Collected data

◇ ◇ ◇ ◇

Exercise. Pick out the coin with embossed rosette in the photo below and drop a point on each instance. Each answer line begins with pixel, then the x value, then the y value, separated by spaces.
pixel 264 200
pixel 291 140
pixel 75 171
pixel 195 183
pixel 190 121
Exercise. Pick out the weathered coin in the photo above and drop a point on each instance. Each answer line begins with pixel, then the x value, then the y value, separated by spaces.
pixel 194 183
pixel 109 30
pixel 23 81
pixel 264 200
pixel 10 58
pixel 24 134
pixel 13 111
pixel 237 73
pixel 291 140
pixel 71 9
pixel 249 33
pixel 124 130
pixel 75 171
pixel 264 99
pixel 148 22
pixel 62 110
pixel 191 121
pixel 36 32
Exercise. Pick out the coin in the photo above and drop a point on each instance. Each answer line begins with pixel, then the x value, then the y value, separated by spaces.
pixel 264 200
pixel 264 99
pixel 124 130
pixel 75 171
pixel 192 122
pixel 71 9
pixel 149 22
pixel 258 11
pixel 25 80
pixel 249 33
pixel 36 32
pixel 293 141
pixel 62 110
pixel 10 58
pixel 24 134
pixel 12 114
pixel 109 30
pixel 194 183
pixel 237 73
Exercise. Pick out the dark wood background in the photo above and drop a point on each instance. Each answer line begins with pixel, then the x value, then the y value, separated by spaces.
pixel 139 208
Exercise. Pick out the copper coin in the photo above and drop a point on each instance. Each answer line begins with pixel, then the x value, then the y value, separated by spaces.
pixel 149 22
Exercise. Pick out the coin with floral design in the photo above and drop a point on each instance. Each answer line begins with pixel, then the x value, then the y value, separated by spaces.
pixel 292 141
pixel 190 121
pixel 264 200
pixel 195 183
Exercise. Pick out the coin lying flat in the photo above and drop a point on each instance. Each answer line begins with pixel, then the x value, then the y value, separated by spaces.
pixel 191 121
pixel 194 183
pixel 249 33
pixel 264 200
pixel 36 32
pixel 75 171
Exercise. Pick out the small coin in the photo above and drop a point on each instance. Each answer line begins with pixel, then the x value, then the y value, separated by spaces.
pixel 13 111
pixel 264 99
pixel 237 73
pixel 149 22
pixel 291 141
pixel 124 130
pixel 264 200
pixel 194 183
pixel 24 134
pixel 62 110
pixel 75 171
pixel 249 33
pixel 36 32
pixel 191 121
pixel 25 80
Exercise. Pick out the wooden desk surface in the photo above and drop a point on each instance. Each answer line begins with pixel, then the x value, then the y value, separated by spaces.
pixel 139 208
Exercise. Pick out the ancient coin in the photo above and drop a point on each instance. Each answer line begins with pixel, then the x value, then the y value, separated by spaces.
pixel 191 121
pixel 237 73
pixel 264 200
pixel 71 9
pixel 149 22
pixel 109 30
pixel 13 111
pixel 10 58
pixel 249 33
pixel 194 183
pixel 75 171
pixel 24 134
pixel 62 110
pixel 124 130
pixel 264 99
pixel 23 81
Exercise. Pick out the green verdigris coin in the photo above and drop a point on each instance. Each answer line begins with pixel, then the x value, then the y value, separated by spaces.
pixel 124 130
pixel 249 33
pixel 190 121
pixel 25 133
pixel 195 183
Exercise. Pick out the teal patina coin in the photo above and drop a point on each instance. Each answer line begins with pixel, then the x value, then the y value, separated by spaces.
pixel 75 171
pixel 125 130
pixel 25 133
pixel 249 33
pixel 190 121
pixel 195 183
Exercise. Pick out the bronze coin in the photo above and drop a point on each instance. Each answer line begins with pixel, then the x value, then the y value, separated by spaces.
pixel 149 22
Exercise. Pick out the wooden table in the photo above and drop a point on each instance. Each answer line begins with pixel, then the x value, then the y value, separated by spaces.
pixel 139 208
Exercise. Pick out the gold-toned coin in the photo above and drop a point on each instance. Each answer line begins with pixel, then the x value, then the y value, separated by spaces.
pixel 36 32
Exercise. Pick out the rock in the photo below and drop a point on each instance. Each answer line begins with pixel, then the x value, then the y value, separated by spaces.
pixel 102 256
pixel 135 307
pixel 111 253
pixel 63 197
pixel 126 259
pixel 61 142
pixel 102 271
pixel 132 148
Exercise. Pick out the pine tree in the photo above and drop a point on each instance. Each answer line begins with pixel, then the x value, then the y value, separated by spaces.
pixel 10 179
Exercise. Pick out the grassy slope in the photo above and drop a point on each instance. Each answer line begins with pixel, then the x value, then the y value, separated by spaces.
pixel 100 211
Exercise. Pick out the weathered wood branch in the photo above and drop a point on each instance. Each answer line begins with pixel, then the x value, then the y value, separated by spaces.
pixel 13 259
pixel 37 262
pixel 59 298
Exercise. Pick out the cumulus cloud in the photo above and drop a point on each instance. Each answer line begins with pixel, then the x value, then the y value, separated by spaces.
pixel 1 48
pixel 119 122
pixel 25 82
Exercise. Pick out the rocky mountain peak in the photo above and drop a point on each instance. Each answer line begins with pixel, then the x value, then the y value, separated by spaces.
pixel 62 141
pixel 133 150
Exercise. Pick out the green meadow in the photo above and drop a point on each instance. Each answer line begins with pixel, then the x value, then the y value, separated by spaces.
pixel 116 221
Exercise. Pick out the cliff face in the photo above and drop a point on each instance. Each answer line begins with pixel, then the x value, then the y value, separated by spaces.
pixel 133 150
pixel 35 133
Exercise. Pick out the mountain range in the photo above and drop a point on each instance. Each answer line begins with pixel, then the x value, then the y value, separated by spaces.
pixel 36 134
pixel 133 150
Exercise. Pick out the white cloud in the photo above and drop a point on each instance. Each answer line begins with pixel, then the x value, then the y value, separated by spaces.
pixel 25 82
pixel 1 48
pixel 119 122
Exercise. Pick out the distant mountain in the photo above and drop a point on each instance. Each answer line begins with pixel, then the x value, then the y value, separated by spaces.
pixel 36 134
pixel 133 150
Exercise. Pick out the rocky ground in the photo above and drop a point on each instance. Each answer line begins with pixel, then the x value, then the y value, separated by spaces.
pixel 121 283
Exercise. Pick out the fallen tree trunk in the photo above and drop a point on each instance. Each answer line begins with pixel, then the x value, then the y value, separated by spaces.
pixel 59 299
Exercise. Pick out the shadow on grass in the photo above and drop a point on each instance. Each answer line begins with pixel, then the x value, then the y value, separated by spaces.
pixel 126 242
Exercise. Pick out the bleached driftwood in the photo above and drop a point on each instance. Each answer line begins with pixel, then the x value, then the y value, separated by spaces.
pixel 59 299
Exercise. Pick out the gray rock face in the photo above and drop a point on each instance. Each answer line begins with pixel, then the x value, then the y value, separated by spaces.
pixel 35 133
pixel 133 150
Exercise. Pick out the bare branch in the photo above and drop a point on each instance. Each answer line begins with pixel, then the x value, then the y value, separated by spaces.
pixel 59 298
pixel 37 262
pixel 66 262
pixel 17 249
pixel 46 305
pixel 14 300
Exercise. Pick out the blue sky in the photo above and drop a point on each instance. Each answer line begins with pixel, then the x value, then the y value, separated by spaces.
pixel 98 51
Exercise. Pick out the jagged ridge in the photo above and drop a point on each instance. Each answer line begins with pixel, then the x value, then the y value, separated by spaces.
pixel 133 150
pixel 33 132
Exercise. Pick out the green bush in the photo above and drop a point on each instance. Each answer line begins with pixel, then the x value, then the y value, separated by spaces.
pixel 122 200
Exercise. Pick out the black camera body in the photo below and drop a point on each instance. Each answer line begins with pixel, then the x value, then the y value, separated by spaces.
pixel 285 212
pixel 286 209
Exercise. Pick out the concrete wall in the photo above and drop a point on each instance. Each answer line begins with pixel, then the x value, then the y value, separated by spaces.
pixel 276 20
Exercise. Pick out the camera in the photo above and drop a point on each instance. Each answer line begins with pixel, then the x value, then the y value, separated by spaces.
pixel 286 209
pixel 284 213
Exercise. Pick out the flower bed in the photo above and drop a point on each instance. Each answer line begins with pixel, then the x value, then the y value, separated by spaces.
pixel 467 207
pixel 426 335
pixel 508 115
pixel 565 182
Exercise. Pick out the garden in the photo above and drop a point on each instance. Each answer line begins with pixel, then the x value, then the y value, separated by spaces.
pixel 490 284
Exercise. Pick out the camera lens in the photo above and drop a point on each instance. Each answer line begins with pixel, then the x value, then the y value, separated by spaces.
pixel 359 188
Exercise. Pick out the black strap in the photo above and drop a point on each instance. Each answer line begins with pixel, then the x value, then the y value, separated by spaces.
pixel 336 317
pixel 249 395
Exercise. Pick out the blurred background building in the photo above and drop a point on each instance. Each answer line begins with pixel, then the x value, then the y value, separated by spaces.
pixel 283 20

◇ ◇ ◇ ◇

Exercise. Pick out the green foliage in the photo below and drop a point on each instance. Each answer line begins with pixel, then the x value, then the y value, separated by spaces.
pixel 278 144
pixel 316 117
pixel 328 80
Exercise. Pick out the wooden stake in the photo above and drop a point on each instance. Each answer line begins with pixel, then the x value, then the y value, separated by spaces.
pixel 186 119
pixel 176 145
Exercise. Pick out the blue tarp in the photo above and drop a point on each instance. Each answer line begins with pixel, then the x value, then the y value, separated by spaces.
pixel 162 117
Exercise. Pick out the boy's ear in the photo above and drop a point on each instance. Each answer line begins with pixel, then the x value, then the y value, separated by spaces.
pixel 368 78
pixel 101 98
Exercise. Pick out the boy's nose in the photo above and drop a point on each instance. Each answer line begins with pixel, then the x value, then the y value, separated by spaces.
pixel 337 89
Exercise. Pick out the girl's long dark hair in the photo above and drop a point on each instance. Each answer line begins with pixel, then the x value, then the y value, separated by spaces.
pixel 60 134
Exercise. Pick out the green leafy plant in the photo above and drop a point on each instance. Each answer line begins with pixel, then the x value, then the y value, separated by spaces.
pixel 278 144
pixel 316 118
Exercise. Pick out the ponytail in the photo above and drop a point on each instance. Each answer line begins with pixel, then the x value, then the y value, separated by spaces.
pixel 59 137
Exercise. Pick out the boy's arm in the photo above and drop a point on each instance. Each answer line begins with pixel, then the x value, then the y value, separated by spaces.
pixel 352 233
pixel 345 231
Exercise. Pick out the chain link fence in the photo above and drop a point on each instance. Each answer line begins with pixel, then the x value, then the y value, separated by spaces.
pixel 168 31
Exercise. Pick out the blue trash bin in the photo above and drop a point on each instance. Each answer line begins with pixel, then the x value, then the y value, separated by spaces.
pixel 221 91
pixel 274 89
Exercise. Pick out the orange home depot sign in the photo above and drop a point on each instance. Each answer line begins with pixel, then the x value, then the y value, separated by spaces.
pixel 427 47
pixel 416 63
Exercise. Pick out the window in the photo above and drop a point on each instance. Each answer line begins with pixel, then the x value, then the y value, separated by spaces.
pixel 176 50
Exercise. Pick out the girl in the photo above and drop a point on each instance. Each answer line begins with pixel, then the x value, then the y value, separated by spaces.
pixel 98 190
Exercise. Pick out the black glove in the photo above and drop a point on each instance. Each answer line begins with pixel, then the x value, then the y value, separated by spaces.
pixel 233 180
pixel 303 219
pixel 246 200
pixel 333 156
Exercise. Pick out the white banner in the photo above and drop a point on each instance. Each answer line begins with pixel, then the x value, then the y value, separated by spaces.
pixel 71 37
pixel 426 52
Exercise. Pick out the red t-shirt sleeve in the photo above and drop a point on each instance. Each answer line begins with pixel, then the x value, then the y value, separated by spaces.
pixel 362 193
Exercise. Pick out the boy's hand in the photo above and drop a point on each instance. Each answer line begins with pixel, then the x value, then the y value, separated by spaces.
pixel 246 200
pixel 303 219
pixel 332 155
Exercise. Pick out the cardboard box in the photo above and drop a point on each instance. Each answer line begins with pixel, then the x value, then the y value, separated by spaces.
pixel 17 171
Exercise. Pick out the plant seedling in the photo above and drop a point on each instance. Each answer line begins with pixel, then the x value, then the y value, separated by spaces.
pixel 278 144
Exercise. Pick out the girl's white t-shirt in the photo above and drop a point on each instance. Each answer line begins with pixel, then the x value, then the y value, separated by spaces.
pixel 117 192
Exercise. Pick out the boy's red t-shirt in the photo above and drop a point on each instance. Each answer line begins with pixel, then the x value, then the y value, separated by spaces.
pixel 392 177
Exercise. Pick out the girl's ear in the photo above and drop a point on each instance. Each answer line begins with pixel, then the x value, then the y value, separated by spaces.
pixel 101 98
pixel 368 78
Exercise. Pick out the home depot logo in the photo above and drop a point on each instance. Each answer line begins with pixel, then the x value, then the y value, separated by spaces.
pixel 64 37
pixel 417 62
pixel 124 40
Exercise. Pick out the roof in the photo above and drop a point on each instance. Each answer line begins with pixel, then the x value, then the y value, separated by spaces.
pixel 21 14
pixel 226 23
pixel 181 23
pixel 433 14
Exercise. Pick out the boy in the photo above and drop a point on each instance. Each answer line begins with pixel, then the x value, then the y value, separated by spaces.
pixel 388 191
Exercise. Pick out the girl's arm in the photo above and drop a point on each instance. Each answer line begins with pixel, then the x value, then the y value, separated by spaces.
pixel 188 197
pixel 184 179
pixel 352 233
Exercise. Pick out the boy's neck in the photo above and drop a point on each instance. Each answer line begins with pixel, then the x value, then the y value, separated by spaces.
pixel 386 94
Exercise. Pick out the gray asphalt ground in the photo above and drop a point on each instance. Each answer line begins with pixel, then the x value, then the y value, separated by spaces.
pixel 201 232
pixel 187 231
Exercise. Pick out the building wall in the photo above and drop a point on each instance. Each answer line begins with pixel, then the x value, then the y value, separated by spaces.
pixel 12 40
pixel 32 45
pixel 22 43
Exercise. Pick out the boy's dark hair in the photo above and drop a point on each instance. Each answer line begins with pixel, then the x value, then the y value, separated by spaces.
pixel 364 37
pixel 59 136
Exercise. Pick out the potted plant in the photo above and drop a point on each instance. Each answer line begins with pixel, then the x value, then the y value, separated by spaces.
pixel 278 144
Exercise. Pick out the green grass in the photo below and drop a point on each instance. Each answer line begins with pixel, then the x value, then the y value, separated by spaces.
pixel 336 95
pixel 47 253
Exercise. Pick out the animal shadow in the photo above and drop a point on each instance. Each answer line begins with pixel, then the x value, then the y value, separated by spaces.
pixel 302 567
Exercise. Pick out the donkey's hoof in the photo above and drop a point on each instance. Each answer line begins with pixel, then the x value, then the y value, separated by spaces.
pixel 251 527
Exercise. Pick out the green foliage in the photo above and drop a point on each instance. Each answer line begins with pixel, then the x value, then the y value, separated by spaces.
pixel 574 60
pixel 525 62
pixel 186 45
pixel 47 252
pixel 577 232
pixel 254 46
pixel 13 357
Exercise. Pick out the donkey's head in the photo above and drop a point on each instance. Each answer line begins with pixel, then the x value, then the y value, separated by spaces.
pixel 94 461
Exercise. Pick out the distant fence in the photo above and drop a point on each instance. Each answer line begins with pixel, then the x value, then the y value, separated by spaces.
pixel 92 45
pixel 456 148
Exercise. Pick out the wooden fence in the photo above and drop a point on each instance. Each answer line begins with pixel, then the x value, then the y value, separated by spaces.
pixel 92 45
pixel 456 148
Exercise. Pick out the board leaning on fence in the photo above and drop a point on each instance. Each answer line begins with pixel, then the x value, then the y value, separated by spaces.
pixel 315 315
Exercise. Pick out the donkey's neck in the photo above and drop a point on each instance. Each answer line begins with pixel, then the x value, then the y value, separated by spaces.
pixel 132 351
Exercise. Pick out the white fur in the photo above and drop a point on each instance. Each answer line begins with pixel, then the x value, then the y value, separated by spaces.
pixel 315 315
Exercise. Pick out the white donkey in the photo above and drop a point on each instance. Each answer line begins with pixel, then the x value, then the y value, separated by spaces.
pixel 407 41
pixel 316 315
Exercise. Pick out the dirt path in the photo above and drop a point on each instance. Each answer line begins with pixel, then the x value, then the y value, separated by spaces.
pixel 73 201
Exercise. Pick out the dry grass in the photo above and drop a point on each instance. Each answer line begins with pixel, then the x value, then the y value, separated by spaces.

◇ ◇ ◇ ◇

* Instructions to follow:
Please collect every line in the collected data above that contains the word "home", and treat case as significant.

* Expected output:
Exercise. Pick out the orange home depot sign in the photo above and drop a point on each instance. Each answer line begins with pixel, then the x value, then the y value, separated by spaces.
Exercise. Pick out the home depot logo in the photo above and drop a point on each instance. Each answer line begins with pixel, then the x value, then the y value, separated by spaces.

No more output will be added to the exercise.